**FRAGMENTO DEL TEXTO**
■ ■ ■

El 22/08/2004 asoleyaba yo esti artículu en La Nueva España, onde ponía de relieve lo que taba caminando en Cataluña, la discriminación qu'ello suponía al respective d'Asturies y cómo los socialistes agabitaben y afalaben esa discriminación.
QUIÉN TIENE LA SARTÉN POR EL MANGO (A
PROPÓSITO DE LAS REFORMAS ESTATUTARIAS)
Asistimos estos meses en toda España
a discusiones sobre el derecho de cada comunidad autónoma a ser llamada
“nacionalidad”, “comunidad histórica” u otros términos semejantes, en relación
con las futuras reformas estatutarias que PSOE y otros partidos impulsan.
Dichas discusiones son, a veces, eruditas; apasionadas, en muchas ocasiones;
absolutamente ingenuas, casi siempre. Porque lo que está en discusión no es si
Pelayo es anterior a Wifredo el Velloso o si el Reino de Asturies es “más” que
el Condado de Cataluña, en relación a derechos de origen. Todo eso es
absolutamente indiferente y solo desde la más absoluta inocencia (o mala
conciencia) se puede pensar que es ese el fondo de la cuestión.
Desde 1980, una parte importante de
las organizaciones políticas catalanas y vascas vienen manifestando su
desacuerdo con la actual estructura del Estado y requiriendo un estatus
diferente: parte de ellos, los independentistas, quieren dejar de ser
españoles; otra, los arreblagantes, desean estar con un pie dentro y
otro fuera, y por eso demandan un estatuto diferente que los coloque
definitivamente en esa situación, pero, en todo caso, “por encima” del resto de
las autonomías (o nacionalidades, al gusto del lector). Existen, asimismo,
otros partidos y comunidades —aquí no citadas— donde se tienen pretensiones
semejantes; pero su voluntad es irrelevante. Lo que hace relevante la voluntad
de vascos y catalanes es que: a) una parte de su sociedad así lo demanda y ello
se traduce en el voto a partidos o facciones de partidos que vehiculan esa
demanda y la convierten en el eje de su política, b) los votos de esos partidos
en Madrid gozan de coyunturas oportunas para condicionar el Gobierno central.

■ ■ ■

**REGISTROS DE DATOS**
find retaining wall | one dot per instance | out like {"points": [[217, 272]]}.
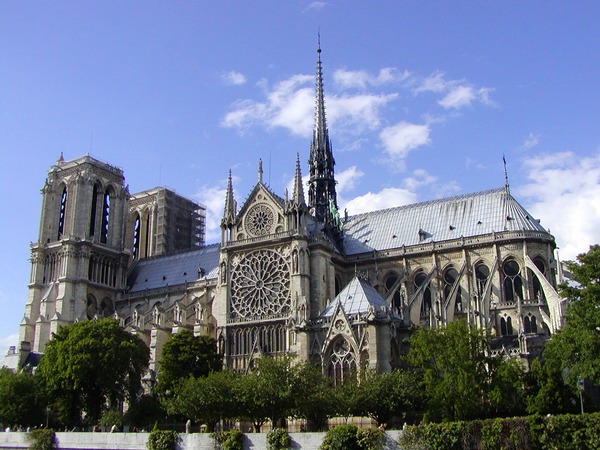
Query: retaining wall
{"points": [[196, 441]]}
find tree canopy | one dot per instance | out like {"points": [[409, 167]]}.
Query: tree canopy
{"points": [[461, 381], [91, 366], [19, 402], [185, 355]]}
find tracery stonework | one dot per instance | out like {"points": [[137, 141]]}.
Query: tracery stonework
{"points": [[260, 285], [259, 220]]}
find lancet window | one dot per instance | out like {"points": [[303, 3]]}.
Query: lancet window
{"points": [[105, 217], [506, 326], [62, 212], [530, 324], [267, 339], [419, 280], [342, 364], [513, 285]]}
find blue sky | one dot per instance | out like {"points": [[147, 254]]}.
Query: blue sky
{"points": [[423, 100]]}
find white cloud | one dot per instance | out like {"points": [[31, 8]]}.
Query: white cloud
{"points": [[362, 79], [348, 178], [386, 198], [400, 139], [290, 105], [532, 140], [563, 192], [6, 342], [233, 78], [419, 178], [432, 83], [457, 93]]}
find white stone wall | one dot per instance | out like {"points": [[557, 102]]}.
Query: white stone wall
{"points": [[194, 441]]}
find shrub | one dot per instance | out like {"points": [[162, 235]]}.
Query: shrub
{"points": [[278, 439], [42, 439], [229, 440], [341, 437], [162, 439], [370, 438]]}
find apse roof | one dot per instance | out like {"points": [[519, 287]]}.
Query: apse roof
{"points": [[174, 269], [437, 220], [357, 297]]}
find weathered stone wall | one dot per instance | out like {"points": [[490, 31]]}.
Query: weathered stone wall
{"points": [[195, 441]]}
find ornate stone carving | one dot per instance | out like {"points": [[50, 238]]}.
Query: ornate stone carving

■ ■ ■

**CONJUNTO DE TAREAS**
(a) Responde estas preguntas sobre el artículo acerca de las reformas estatutarias:
(i) ¿En qué fecha y en qué periódico se publicó el artículo?
(ii) ¿Desde qué año, según el artículo, una parte importante de las organizaciones políticas catalanas y vascas manifiesta su desacuerdo con la estructura del Estado?
(iii) ¿Cómo llama el artículo a quienes desean estar con un pie dentro y otro fuera?
(b) Extrae, por favor, un pasaje del artículo sobre las reformas estatutarias. Empieza en las palabras que contienen "El 22/08/2004 asoleyaba" y detente después de "LAS REFORMAS ESTATUTARIAS)".

**RESPUESTAS POR TAREA**
(a)
(i) El 22/08/2004, en La Nueva España.
(ii) Desde 1980.
(iii) Los arreblagantes.

(b)
El 22/08/2004 asoleyaba yo esti artículu en La Nueva España, onde ponía de relieve lo que taba caminando en Cataluña, la discriminación qu'ello suponía al respective d'Asturies y cómo los socialistes agabitaben y afalaben esa discriminación.
QUIÉN TIENE LA SARTÉN POR EL MANGO (A
PROPÓSITO DE LAS REFORMAS ESTATUTARIAS)